Faces and NetFaces relation in polyhedron

Question

I'm trying to generate some plots of polyhedra with coloured faces. To determine the colours, I require the adjacency information of the faces. For the 3D plot this works really well. Say I want to colour the neighbours of a given face:

adjacency = Graph[UndirectedEdge @@@ PolyhedronData["Icosahedron", "AdjacentFaceIndices"]];

neighbor[f_] := Select[VertexList[adjacency], GraphDistance[adjacency, f, #] == 1 &]

live = Table[MemberQ[neighbor@1, i], {i, 20}]

Graphics3D[
 PolyhedronData["Icosahedron", "Faces"] /. 
  Polygon[l_] :> 
   MapIndexed[ {Glow@@If[live[[#2[[1]]]], Black, White], Polygon[#]} &, l],
 Lighting -> None, Boxed -> False]

This works because the face indices used by AdjacencyFaceIndices are in the same order as faces returned by PolyhedronData["Icosahedron", "Faces"]. However, this does not seem to be the case for "NetFaces":

Graphics[
 PolyhedronData["Icosahedron", "NetFaces"] /. 
  Polygon[l_] :> 
   MapIndexed[{EdgeForm@Black, If[live[[#2[[1]]]], Black, White], Polygon[#]} &, l]
]

Is there any way to find a valid mapping of positions in "NetFaces" to face indices, such that I can create a net of my coloured polyhedron? Of course, this mapping is not unique, but any valid mapping would do.

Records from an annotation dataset
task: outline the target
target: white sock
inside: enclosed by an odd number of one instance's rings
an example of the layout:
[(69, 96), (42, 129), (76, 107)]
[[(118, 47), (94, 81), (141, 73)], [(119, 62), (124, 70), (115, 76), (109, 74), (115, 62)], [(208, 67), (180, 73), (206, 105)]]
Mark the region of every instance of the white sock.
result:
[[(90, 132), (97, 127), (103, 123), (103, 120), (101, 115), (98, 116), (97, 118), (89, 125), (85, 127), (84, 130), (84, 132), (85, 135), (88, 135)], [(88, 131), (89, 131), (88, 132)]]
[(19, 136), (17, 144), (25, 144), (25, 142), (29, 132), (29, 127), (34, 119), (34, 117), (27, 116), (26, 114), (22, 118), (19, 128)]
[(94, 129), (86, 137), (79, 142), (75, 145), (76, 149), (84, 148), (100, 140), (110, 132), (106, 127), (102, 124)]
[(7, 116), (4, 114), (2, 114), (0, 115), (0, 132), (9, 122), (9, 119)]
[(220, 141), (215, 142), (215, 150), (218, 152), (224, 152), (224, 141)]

LIST OF TASKS |
[1] Please translate this sentence from the polyhedron net question into Spanish: "Of course, this mapping is not unique, but any valid mapping would do."
[2] In the polyhedron net question, which PolyhedronData property does not seem to list faces in the same order as the adjacency indices?
[3] Rewrite a passage from the polyhedron net question with "mapping" changed to "correspondence" throughout. Begin at the words "This works because" and stop after "mapping would do.".

OUTPUTS FOR THE TASKS |
[1] Por supuesto, esta correspondencia no es única, pero cualquier correspondencia válida serviría.

[2] "NetFaces"

[3]
This works because the face indices used by AdjacencyFaceIndices are in the same order as faces returned by PolyhedronData["Icosahedron", "Faces"]. However, this does not seem to be the case for "NetFaces":

Graphics[
 PolyhedronData["Icosahedron", "NetFaces"] /. 
  Polygon[l_] :> 
   MapIndexed[{EdgeForm@Black, If[live[[#2[[1]]]], Black, White], Polygon[#]} &, l]
]

Is there any way to find a valid correspondence of positions in "NetFaces" to face indices, such that I can create a net of my coloured polyhedron? Of course, this correspondence is not unique, but any valid correspondence would do.